Task objective: Locate each line in the listing below that contains the word "grass" and copy all of those lines.

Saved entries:
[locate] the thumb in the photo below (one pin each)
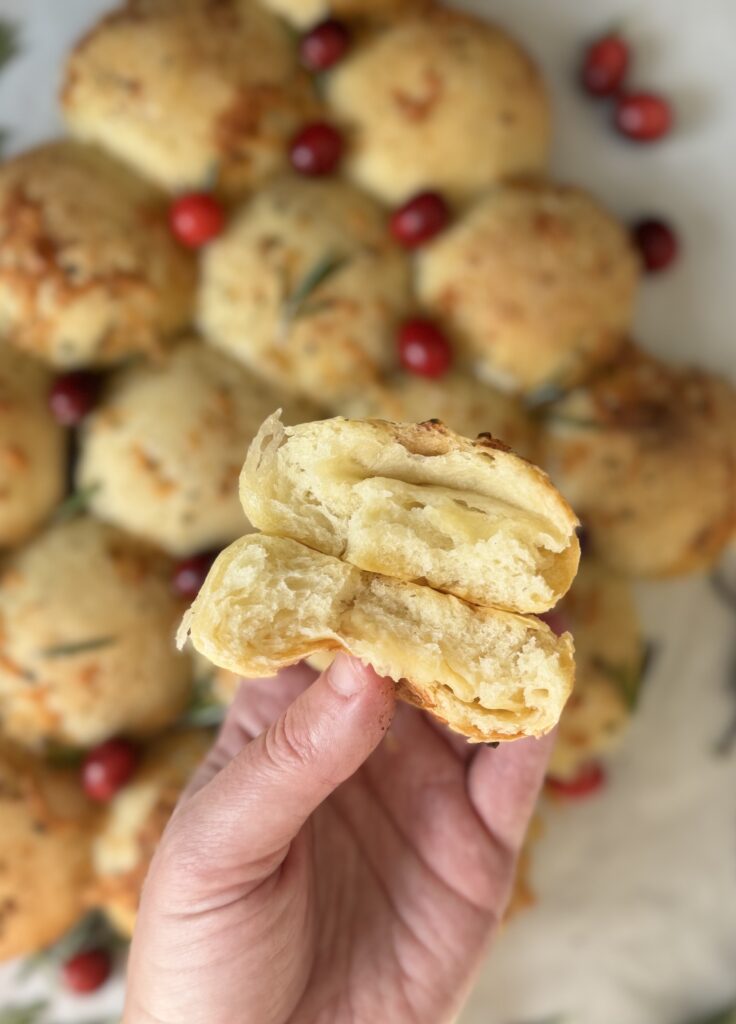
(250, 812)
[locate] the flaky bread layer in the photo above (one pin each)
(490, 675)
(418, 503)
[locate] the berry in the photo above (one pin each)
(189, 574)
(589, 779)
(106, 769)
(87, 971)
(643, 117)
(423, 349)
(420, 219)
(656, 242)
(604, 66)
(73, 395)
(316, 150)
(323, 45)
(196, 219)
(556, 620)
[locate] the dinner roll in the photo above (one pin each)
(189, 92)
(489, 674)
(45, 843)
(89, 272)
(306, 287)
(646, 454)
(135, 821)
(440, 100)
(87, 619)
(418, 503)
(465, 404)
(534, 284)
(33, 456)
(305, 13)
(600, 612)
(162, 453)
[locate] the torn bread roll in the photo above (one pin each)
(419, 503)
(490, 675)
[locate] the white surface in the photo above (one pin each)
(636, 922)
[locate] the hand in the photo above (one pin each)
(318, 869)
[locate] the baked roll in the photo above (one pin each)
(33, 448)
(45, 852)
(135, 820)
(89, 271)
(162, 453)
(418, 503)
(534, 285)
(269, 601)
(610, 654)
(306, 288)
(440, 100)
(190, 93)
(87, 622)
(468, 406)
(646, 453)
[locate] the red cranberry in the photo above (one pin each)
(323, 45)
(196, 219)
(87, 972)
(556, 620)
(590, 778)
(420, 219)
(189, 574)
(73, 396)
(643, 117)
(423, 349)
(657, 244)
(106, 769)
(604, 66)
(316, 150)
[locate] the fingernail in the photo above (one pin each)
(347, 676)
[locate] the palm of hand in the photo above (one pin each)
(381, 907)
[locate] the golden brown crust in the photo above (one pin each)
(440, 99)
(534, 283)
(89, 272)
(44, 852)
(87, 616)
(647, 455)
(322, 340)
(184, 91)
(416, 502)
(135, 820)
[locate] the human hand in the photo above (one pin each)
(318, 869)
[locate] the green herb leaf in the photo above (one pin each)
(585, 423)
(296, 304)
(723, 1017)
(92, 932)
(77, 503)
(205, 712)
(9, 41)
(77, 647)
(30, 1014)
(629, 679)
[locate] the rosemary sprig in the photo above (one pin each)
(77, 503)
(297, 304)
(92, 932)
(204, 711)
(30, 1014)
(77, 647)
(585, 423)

* * *

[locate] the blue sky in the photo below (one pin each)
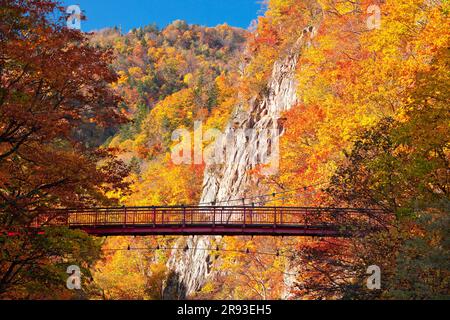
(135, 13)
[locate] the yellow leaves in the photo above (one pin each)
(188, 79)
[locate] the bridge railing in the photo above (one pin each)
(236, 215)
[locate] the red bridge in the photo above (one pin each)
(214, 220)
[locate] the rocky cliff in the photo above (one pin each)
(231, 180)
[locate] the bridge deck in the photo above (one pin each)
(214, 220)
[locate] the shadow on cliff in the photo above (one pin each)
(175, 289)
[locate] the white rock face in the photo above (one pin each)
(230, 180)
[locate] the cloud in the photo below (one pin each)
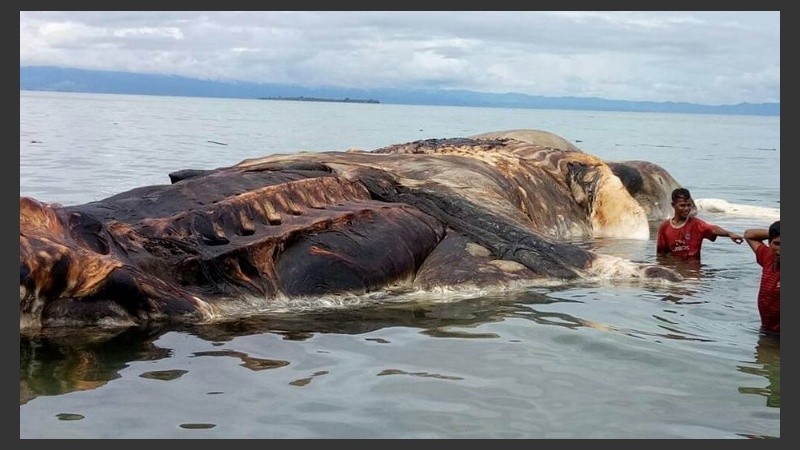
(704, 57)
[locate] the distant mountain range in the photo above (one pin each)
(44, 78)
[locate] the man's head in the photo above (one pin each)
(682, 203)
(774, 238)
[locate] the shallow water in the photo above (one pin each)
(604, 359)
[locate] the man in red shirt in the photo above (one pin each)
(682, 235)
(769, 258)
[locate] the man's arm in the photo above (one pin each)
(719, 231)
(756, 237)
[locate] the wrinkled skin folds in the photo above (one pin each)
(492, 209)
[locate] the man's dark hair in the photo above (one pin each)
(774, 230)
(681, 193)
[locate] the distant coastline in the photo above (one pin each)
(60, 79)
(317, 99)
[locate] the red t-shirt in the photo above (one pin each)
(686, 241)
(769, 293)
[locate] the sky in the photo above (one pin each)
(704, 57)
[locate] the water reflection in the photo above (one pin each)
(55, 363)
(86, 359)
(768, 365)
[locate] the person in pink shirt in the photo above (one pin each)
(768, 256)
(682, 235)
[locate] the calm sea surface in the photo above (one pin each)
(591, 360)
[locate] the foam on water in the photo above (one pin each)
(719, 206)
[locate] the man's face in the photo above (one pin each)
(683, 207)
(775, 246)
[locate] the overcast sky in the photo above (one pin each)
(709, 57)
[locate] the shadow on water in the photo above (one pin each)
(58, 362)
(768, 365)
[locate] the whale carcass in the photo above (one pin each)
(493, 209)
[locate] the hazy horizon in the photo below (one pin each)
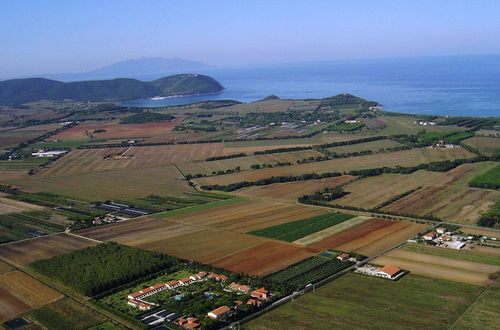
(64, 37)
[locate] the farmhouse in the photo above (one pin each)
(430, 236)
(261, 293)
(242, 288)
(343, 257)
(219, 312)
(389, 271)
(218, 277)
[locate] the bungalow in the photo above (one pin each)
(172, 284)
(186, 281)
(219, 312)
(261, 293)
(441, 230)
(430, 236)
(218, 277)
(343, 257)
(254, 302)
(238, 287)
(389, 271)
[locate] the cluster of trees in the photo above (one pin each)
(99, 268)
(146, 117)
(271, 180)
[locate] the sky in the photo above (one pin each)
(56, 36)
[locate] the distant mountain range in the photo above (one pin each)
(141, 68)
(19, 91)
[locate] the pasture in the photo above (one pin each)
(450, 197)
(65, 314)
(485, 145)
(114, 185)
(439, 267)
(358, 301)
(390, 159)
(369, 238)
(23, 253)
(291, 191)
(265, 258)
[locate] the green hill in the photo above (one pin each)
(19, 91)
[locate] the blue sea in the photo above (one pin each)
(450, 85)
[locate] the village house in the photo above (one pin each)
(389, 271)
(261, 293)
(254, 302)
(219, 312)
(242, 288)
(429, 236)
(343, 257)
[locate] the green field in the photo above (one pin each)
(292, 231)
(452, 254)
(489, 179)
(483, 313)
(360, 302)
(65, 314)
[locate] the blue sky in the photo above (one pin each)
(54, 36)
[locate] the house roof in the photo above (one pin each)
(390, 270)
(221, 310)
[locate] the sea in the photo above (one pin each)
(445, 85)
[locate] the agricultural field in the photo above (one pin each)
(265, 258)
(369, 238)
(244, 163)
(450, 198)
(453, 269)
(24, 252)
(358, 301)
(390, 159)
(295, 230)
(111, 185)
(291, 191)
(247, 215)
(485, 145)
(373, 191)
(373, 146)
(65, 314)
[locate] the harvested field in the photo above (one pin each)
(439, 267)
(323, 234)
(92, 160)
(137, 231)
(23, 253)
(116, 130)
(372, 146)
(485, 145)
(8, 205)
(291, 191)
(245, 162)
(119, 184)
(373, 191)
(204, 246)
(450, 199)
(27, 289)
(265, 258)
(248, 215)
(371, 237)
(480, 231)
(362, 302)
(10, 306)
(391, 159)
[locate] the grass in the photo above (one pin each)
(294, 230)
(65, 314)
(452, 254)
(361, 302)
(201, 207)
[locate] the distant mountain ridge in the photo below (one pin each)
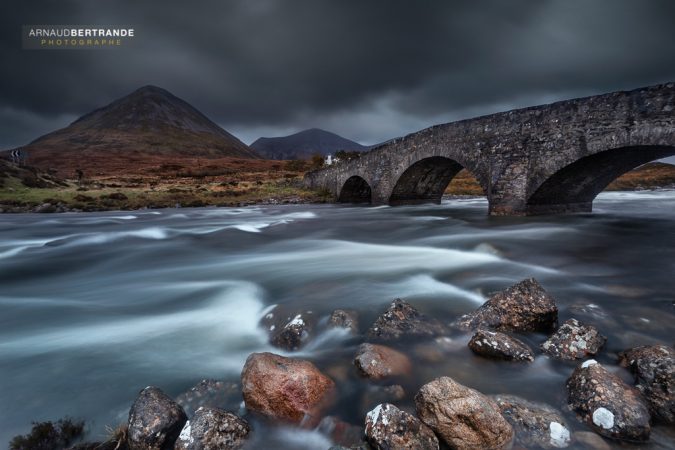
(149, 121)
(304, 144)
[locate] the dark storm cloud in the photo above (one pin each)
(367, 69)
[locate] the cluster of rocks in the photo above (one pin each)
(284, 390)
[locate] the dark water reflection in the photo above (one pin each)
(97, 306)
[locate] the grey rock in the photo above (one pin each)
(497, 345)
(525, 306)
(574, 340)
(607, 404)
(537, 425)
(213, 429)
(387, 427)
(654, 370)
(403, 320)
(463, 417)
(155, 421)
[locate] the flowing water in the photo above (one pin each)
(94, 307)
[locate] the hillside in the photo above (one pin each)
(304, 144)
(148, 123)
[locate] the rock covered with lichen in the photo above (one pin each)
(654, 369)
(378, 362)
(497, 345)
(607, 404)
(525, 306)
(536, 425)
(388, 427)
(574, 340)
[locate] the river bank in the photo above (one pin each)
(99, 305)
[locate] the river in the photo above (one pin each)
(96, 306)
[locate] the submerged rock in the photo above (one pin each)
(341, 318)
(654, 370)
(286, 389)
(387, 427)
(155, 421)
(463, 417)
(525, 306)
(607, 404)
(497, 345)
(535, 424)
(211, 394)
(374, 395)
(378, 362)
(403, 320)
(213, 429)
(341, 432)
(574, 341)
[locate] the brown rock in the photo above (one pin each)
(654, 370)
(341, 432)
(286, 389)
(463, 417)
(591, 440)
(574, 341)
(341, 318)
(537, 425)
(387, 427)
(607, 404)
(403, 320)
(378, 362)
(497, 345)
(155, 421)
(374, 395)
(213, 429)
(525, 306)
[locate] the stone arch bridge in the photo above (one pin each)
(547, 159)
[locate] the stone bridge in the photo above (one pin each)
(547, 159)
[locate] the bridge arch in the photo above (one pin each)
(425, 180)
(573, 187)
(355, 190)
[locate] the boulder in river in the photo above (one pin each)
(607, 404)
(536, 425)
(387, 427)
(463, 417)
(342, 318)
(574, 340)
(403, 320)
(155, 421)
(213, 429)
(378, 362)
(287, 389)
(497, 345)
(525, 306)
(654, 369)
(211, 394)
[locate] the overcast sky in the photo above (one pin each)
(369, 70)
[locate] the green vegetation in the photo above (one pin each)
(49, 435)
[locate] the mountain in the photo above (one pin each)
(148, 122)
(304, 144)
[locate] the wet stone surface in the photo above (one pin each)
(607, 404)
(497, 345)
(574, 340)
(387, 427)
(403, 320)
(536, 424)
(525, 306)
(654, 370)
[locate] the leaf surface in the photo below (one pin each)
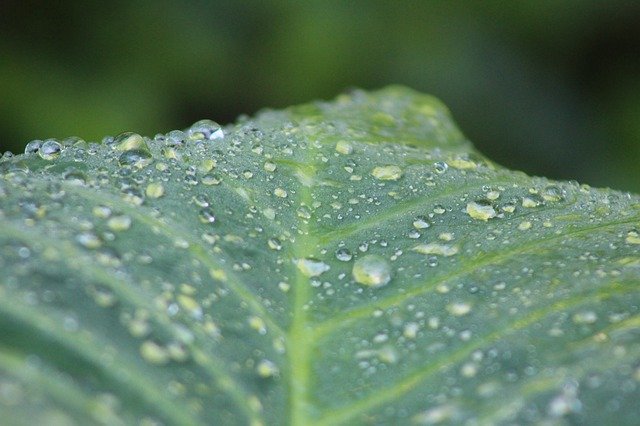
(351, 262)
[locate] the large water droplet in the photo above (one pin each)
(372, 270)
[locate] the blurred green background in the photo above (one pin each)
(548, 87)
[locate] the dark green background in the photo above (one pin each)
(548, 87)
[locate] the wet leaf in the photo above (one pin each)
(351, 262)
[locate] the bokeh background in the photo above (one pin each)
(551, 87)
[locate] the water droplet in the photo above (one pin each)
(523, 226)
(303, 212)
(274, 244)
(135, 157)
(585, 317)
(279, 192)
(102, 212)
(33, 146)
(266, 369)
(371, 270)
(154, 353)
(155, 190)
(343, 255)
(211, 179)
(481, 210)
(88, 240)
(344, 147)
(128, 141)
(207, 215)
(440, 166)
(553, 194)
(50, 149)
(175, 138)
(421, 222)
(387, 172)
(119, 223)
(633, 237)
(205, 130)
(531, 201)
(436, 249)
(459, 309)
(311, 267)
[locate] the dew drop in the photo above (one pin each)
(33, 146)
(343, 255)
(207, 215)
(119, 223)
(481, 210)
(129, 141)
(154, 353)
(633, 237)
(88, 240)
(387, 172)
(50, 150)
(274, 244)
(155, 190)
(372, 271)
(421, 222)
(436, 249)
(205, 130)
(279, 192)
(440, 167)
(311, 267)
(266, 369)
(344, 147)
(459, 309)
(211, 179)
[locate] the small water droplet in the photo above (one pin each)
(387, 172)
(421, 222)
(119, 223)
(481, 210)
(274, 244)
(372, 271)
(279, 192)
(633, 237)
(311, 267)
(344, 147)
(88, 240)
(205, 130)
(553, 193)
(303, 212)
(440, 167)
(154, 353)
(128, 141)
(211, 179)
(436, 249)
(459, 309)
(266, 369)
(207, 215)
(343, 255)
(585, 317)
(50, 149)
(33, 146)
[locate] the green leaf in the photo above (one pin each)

* * *

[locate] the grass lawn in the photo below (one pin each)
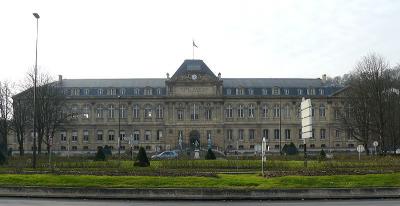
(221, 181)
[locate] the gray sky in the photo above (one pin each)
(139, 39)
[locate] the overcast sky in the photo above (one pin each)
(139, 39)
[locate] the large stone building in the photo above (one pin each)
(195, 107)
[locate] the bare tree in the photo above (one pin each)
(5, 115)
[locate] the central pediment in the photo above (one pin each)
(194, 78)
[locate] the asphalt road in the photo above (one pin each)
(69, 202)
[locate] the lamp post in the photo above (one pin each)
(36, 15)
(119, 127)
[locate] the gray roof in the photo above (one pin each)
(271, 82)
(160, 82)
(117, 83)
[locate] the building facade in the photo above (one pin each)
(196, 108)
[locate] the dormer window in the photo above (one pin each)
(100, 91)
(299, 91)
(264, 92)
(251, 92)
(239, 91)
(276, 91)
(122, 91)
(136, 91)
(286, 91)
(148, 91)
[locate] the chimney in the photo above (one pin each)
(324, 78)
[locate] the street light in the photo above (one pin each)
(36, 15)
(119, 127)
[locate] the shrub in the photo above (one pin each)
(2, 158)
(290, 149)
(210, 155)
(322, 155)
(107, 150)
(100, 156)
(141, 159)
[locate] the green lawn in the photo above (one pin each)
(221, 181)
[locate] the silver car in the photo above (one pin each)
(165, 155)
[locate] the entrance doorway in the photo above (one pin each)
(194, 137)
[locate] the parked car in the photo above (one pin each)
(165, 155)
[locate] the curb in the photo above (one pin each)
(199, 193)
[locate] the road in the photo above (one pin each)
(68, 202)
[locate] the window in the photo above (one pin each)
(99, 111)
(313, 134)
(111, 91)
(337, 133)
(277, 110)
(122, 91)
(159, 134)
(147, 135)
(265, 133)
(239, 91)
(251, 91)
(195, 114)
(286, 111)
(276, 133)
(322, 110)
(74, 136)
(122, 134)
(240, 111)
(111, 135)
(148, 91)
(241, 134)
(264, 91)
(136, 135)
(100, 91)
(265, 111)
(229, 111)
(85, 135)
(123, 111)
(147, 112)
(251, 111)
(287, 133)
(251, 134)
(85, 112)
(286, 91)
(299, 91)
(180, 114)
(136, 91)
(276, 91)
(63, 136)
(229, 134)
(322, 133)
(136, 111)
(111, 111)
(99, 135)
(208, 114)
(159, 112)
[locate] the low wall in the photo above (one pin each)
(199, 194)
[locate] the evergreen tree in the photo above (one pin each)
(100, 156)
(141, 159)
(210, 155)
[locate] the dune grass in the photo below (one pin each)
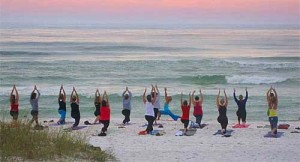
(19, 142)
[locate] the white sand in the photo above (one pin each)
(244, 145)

Reply:
[locate] the grass in the photo above (one pin each)
[locate] the grass lawn in the photo below (one pin each)
[locate] the dune grass in the photo below (one pin each)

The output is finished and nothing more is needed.